EXERCISE DESCRIPTION ▸ Present every line of the items below as a numbered list, omitting blank lines and leaving out the pictures.
============
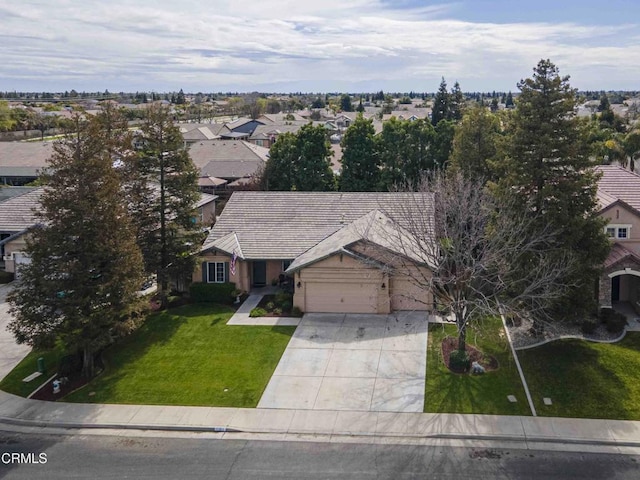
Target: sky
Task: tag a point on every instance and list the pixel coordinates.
(314, 46)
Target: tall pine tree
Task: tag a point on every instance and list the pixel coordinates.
(86, 267)
(548, 167)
============
TASK RESULT ▸
1. Target: sky
2. Task: tag a point on every instance and list the pixel coordinates.
3. (314, 46)
4. Target: tall pine tree
5. Task: tag a point on every instance and list the pixel coordinates.
6. (86, 267)
7. (548, 167)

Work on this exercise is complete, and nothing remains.